_Information provided_:

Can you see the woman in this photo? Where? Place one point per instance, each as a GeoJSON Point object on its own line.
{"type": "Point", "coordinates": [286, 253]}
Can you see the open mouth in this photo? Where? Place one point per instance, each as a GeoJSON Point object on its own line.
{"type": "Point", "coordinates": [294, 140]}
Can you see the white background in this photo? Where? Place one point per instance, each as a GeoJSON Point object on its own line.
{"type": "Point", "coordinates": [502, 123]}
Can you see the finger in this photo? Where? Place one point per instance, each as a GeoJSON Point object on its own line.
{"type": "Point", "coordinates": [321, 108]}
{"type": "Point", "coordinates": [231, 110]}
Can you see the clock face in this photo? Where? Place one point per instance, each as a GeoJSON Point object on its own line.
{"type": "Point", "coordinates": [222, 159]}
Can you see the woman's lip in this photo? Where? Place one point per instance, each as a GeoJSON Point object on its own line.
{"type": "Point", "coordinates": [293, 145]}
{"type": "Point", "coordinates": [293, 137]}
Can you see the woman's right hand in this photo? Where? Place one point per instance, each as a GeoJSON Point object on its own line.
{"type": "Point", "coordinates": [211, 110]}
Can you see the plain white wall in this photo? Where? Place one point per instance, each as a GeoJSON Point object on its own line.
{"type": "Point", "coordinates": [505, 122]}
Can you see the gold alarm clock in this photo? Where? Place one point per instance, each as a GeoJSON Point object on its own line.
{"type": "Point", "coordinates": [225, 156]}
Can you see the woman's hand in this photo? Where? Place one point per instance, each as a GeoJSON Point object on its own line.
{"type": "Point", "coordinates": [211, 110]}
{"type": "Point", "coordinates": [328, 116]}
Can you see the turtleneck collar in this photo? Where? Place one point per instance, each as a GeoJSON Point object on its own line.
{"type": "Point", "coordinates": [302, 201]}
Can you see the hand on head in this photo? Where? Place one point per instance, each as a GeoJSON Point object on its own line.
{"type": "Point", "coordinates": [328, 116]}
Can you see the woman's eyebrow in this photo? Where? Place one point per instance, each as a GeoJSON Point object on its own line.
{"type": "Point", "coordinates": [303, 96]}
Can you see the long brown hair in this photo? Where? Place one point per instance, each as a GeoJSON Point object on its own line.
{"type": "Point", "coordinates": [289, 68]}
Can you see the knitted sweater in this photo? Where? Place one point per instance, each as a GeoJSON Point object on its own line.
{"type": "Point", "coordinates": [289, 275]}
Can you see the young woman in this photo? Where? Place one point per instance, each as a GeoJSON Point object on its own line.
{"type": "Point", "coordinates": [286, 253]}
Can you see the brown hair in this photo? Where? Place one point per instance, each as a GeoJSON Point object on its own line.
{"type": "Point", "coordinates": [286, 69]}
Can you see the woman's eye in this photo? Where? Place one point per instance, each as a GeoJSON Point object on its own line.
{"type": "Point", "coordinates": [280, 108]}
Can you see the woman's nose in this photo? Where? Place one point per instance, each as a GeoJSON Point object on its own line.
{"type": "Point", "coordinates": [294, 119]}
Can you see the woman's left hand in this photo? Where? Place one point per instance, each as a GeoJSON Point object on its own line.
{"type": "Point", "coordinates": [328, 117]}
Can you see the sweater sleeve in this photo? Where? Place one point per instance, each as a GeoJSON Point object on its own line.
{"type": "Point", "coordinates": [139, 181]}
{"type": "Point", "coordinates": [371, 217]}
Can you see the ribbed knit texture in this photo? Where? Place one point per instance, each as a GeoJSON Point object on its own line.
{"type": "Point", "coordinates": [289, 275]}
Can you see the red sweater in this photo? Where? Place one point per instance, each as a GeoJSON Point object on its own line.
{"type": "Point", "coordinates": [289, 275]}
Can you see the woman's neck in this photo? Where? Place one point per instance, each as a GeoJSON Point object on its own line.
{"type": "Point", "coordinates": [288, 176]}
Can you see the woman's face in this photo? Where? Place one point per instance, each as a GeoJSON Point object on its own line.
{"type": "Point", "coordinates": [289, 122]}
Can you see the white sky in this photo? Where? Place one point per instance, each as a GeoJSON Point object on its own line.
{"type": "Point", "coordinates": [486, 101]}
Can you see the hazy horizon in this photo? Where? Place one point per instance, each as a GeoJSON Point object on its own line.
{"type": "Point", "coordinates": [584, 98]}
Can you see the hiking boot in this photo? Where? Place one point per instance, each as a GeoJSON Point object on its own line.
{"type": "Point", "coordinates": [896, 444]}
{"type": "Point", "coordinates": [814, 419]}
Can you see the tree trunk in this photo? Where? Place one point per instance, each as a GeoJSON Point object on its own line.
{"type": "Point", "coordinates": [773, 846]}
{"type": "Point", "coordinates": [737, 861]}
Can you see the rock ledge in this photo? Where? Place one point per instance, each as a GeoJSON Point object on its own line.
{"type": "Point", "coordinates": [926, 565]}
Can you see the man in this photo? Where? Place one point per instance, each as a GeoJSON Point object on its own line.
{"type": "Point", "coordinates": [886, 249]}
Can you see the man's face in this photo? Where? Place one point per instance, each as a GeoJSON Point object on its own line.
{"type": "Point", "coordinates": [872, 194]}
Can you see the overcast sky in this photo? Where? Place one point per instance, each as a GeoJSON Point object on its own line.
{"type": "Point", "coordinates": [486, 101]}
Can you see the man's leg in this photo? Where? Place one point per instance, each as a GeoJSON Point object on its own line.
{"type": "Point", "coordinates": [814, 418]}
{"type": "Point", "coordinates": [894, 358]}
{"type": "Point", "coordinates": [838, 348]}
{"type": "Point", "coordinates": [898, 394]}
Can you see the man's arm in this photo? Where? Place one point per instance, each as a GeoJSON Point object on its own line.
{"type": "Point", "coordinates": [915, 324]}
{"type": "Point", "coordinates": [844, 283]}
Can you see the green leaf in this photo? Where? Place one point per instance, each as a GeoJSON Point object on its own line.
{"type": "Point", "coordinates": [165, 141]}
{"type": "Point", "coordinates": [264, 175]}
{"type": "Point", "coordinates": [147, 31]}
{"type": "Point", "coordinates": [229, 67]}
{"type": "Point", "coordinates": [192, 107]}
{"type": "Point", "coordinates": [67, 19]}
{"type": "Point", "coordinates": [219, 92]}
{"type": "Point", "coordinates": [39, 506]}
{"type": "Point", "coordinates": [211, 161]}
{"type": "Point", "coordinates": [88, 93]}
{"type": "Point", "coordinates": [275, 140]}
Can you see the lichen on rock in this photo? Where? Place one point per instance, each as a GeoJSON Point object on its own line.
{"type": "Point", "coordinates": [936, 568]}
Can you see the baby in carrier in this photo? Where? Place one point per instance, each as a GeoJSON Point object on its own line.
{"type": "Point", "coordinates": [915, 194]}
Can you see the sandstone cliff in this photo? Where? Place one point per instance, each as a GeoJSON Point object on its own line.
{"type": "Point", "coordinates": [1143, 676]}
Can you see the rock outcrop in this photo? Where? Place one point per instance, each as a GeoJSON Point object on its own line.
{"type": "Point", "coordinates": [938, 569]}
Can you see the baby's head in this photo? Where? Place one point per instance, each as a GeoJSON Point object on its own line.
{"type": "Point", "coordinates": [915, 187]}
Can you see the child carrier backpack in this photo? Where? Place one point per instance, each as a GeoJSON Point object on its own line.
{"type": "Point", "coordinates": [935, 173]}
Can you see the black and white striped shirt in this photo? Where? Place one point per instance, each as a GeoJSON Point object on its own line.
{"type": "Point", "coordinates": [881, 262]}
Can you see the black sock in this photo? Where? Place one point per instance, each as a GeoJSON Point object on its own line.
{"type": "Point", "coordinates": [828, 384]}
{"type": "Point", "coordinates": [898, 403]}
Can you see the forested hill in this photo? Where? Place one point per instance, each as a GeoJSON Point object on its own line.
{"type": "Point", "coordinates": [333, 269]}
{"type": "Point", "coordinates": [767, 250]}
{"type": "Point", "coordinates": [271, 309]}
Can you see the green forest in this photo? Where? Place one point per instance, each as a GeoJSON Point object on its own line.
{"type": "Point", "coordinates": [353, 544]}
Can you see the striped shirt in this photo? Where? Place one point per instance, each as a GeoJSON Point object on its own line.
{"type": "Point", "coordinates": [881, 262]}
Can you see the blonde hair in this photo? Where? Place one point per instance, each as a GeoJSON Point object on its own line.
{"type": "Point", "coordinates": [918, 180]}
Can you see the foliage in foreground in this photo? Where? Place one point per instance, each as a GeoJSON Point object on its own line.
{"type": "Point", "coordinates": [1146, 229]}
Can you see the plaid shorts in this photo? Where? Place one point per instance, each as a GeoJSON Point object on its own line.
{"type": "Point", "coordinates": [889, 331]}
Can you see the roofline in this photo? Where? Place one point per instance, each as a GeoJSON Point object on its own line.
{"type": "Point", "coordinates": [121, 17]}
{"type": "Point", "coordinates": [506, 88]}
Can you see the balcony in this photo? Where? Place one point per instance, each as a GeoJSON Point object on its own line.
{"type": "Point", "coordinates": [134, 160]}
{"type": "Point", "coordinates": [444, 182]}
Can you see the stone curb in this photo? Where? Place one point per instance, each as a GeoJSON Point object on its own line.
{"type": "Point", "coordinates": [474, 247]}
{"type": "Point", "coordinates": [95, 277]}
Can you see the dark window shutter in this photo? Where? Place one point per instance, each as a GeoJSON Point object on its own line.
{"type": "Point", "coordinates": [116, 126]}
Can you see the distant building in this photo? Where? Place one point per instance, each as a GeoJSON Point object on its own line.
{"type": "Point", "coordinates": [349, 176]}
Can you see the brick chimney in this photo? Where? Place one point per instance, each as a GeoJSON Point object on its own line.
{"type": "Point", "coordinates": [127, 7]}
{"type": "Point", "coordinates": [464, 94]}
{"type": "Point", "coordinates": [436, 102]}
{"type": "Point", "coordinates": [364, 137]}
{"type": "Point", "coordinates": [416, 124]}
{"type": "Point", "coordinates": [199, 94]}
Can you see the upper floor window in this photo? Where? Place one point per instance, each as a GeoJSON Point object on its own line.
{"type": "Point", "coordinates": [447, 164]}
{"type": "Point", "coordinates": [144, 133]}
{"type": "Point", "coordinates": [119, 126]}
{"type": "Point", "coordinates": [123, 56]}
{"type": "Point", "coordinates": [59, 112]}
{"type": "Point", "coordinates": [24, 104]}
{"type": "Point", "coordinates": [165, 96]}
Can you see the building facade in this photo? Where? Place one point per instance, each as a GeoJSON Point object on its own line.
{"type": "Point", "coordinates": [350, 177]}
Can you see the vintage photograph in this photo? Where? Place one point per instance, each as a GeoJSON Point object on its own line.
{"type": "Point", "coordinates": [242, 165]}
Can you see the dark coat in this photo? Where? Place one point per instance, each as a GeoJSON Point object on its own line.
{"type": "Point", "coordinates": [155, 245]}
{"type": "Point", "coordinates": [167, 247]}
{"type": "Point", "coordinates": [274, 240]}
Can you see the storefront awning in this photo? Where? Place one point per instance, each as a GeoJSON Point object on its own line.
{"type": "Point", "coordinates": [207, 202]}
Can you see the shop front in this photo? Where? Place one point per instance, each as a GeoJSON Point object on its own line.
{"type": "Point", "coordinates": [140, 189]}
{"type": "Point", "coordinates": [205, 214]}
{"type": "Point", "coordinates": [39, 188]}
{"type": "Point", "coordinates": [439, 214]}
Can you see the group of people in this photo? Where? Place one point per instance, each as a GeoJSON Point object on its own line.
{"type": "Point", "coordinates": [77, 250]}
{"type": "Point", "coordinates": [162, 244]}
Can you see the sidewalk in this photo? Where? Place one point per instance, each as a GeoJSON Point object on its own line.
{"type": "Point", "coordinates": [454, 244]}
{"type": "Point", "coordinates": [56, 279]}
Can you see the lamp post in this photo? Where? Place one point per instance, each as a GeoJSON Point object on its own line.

_What the exercise asks_: Write the lines out verbatim, from the one with "Can you see the building" through the last line of the entries, and stop there.

_Completed exercise_:
Can you see the building facade in this photo? Where? Place one point per instance, each as a GeoJSON Point object on its own line.
{"type": "Point", "coordinates": [350, 177]}
Can you see the vintage photograph in this photo? Where? Place one point per instance, each as a GeoJSON Point object on its own line.
{"type": "Point", "coordinates": [242, 165]}
Can you see the dark coat in this photo? Where? Place one point per instance, each as a GeoJSON Point object on its own line.
{"type": "Point", "coordinates": [155, 245]}
{"type": "Point", "coordinates": [167, 247]}
{"type": "Point", "coordinates": [274, 240]}
Can you see the storefront awning in this photo? Where? Place one point per instance, each as a GeoJSON Point object on its own line.
{"type": "Point", "coordinates": [207, 202]}
Can you see the shop front in this photo? Where? Place one point per instance, each as a GeoJSON Point object on its own line.
{"type": "Point", "coordinates": [140, 189]}
{"type": "Point", "coordinates": [205, 214]}
{"type": "Point", "coordinates": [39, 188]}
{"type": "Point", "coordinates": [439, 214]}
Can you see the group of people in this photo? Where? Place one point per instance, each as a GeoJSON Point object on its own line.
{"type": "Point", "coordinates": [77, 250]}
{"type": "Point", "coordinates": [162, 244]}
Can you see the sidewalk in this photo? Where? Place one point per instance, each as a GeoJSON Point object on its own line.
{"type": "Point", "coordinates": [454, 244]}
{"type": "Point", "coordinates": [56, 279]}
Can you see the lamp post in this photo? Where? Place one point per instance, each as a GeoJSON Point object on its own line.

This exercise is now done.